- **GEGEVEN FRAGMENT**:
※ ※ ※
Van De Cock naar Den Heyer
Titel: ”Geschiedenis van de Theologische Universiteit in Kampen, 1854-2004”
Auteur: dr. Beatrice de Graaf en dr. Gert van Klinken
Uitgeverij: Kok, Kampen, 2005
ISBN 90 435 1145 5
Pagina’s: 366
Prijs: € 34,90.
Bij een kerkverband hoort een gedegen theologische opleiding, daar waren de vaders van de Afscheiding van overtuigd. De Theologische School in Kampen -anderhalve eeuw geleden opgericht- ontwikkelde zich tot een universiteit waar de grenzen verlegd werden tot ver buiten het klassiek-gereformeerde spoor. Een tweetal historici schreef een leerzaam én onthullend boek. Overigens ook een prachtig kijkboek, met veel illustraties uit de oude doos. De geschiedenis van de Theologische Universiteit van Kampen (ThUK) is beschreven door de historici dr. Gert van Klinken en dr. Beatrice de Graaf, respectievelijk verbonden aan de ThUK en de Universiteit Utrecht. Van Klinken behandelt de geschiedenis van 1834 tot 1945. In de drie daaropvolgende hoofdstukken brengt De Graaf de periode vanaf 1945 tot het jubileumjaar 2004 in kaart.
※ ※ ※
- **OPDRACHTDOEL**: Vertaal de volgende zin uit de bovenstaande boekbespreking over de Kamper Theologische Universiteit in het Engels: "Een tweetal historici schreef een leerzaam én onthullend boek."

- **VERSTREKTE GEGEVENS**:
※ ※ ※
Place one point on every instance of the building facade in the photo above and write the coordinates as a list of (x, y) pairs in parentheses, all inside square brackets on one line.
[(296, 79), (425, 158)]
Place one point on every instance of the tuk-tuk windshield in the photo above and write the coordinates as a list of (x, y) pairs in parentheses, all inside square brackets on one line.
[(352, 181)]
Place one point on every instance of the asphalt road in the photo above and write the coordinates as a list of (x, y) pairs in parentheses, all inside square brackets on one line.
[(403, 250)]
※ ※ ※
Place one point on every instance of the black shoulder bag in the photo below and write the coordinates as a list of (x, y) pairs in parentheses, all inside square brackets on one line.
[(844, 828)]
※ ※ ※
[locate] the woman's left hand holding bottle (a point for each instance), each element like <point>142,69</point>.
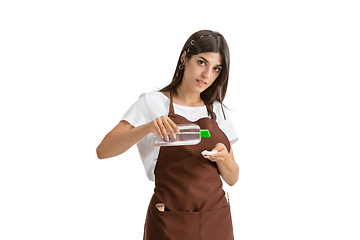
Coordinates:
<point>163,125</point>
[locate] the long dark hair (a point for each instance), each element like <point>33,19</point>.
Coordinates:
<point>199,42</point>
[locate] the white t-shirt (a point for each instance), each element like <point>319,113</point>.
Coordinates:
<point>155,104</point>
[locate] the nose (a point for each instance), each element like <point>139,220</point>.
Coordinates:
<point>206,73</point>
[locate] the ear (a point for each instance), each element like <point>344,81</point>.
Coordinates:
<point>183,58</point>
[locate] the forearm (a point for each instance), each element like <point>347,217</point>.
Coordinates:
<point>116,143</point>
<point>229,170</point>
※ ※ ※
- **UITWERKING**: Two historians wrote a book that is both instructive and revealing.